— What the task requires —
Reproduce nothing but the closing run of lines: the line with "Would you point at the rocky" and each line that follows it to the end of the data.

##########

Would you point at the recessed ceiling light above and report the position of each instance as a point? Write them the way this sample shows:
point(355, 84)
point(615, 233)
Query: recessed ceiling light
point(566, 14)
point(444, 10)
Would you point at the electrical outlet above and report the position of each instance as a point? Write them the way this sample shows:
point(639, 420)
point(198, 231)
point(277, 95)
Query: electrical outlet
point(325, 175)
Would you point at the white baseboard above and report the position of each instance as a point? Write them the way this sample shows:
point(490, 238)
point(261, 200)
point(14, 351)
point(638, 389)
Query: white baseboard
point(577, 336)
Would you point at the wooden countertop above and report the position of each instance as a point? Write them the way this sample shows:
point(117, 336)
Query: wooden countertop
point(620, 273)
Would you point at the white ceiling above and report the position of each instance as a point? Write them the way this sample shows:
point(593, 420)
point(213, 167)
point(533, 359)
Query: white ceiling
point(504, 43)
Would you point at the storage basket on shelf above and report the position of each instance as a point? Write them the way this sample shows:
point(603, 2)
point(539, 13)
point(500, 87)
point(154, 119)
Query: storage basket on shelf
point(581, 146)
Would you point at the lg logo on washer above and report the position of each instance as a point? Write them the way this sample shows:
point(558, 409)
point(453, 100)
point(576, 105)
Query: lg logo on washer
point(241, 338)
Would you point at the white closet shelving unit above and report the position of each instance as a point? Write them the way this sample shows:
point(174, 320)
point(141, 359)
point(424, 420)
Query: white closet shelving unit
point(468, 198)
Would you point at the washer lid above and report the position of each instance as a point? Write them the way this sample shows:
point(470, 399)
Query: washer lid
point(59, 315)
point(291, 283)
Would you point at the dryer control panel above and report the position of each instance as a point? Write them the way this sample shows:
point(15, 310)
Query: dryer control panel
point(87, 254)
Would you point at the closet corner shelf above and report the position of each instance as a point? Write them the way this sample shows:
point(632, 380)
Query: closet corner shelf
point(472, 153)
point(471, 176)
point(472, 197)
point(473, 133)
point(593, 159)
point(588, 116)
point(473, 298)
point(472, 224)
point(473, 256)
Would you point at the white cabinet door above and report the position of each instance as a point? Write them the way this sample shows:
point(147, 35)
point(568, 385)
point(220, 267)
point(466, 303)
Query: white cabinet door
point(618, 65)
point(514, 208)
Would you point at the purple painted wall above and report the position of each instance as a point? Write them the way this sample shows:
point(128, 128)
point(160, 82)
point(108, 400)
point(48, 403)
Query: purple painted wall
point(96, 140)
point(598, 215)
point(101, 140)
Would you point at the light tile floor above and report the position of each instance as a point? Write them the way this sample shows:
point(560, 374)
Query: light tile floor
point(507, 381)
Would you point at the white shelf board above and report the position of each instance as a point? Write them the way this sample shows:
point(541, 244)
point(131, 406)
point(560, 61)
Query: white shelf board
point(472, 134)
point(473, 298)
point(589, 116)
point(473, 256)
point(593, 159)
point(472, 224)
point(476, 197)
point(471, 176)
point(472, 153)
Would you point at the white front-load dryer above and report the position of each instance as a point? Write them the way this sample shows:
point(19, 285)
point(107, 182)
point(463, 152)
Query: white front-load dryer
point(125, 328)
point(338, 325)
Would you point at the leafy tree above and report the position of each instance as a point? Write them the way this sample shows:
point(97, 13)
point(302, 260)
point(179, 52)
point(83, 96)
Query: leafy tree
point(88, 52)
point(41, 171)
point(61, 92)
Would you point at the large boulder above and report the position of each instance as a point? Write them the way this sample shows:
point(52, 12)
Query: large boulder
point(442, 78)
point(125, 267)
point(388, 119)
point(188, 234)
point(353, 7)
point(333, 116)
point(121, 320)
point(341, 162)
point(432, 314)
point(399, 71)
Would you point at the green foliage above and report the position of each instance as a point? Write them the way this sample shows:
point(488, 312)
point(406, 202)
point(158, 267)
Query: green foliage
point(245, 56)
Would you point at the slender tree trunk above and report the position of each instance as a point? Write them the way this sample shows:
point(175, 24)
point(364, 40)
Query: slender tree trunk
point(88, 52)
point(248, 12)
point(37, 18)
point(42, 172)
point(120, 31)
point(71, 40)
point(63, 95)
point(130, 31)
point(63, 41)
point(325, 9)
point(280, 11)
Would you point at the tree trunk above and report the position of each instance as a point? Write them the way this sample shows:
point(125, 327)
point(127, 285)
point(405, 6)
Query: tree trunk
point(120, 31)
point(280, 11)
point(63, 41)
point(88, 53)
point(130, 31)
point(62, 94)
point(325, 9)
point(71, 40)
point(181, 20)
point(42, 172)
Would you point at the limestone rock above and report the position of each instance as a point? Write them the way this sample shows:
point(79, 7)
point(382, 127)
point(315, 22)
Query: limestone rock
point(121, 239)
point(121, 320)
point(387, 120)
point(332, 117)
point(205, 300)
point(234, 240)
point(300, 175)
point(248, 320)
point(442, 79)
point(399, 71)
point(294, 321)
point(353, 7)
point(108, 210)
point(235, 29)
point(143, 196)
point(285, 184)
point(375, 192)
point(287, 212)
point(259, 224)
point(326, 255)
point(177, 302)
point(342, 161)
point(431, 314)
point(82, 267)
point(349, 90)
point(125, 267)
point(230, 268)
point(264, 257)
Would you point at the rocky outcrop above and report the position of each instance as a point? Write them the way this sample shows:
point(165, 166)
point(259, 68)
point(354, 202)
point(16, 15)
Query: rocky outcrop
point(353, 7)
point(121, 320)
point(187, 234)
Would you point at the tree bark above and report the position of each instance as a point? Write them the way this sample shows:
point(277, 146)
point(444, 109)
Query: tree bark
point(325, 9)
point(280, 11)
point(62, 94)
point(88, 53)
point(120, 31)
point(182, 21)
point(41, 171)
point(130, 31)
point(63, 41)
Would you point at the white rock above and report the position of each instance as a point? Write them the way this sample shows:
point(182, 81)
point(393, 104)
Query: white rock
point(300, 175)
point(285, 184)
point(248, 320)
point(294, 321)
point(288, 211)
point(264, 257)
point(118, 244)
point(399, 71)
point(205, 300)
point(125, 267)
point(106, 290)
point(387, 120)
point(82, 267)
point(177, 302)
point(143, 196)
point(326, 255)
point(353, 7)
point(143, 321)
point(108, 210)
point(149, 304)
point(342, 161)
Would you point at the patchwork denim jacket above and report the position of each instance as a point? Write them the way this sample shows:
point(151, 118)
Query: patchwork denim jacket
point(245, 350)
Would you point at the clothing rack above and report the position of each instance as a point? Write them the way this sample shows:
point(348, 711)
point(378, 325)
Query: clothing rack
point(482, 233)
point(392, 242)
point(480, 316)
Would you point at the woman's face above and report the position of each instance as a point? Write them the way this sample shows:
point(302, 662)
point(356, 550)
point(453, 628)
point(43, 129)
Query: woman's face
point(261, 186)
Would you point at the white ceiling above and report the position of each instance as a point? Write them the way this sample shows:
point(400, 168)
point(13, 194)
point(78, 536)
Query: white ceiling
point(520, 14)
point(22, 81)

##########

— Exercise solution —
Would you point at the rocky outcrop above and report the position of each instance as a point? Write them the way this sample shows:
point(165, 166)
point(259, 68)
point(354, 202)
point(16, 15)
Query: rocky outcrop
point(353, 7)
point(121, 320)
point(187, 234)
Would you point at the tree bark above and report the position of each instance as a point? Write them the way this sample shows:
point(277, 146)
point(444, 109)
Query: tree bark
point(325, 9)
point(280, 11)
point(62, 94)
point(88, 53)
point(120, 31)
point(182, 21)
point(41, 171)
point(130, 31)
point(63, 41)
Would you point at the white rock above and report the position of each instance as a point? Write them the way this sample shows:
point(182, 81)
point(393, 104)
Query: white rock
point(300, 175)
point(285, 184)
point(248, 320)
point(294, 321)
point(288, 211)
point(264, 257)
point(118, 244)
point(399, 71)
point(205, 300)
point(125, 267)
point(106, 290)
point(387, 120)
point(82, 267)
point(177, 302)
point(143, 196)
point(326, 255)
point(353, 7)
point(143, 321)
point(108, 210)
point(149, 304)
point(342, 161)
Would you point at the patchwork denim jacket above and report the position of each instance as a point? Write them the way this sample shows:
point(151, 118)
Query: patchwork denim jacket
point(245, 350)
Would you point at the clothing rack above and report the position of each instance as a point? Write them the way this sample shows:
point(348, 711)
point(378, 325)
Query: clothing rack
point(482, 233)
point(392, 242)
point(480, 316)
Would you point at the woman's face above and report the position of each instance as a point? Write them the way this sample shows:
point(302, 662)
point(356, 550)
point(453, 628)
point(43, 129)
Query: woman's face
point(261, 186)
Would you point at the white ceiling above and report the position of each instance as a point? Write them the way this sample shows:
point(400, 168)
point(13, 194)
point(78, 536)
Query: white ceiling
point(520, 14)
point(22, 81)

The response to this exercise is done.